*** LISTED RECORDS ***

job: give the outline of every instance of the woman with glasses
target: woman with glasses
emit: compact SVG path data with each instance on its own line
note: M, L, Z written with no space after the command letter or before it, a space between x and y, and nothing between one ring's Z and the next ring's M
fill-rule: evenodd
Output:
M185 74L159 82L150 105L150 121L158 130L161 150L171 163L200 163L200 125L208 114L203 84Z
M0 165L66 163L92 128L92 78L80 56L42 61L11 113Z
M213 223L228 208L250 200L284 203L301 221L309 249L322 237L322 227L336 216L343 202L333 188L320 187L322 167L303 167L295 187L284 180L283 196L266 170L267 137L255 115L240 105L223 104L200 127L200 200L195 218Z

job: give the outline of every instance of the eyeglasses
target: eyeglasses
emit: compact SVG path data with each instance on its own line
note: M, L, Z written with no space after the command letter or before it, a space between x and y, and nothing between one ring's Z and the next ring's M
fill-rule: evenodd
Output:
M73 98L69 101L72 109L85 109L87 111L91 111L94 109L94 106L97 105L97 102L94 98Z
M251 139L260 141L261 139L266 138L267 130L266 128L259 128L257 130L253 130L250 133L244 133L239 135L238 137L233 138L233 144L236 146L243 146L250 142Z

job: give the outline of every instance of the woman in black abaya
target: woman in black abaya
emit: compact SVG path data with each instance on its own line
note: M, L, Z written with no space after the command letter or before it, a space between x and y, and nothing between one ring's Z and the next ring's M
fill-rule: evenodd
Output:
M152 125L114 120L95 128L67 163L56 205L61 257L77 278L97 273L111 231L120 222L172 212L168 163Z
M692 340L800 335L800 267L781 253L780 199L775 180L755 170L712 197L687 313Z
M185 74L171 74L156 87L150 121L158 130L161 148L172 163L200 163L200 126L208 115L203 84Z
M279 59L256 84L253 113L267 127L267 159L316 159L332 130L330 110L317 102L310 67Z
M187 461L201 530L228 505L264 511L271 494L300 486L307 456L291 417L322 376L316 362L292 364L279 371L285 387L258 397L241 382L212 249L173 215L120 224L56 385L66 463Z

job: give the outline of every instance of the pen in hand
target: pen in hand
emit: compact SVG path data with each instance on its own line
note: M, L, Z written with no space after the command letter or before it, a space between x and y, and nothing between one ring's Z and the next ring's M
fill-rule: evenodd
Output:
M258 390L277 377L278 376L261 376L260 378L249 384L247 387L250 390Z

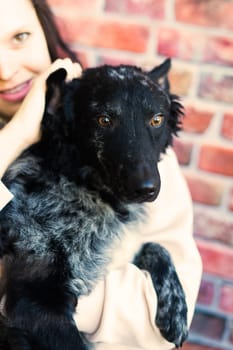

*** End of LISTED RECORDS ***

**REQUIREMENT:**
Search the data for the word "hand" and copy each line where it appears.

**ANSWER SECTION:**
job: give the outline of every instance of the pen in hand
target: pen in hand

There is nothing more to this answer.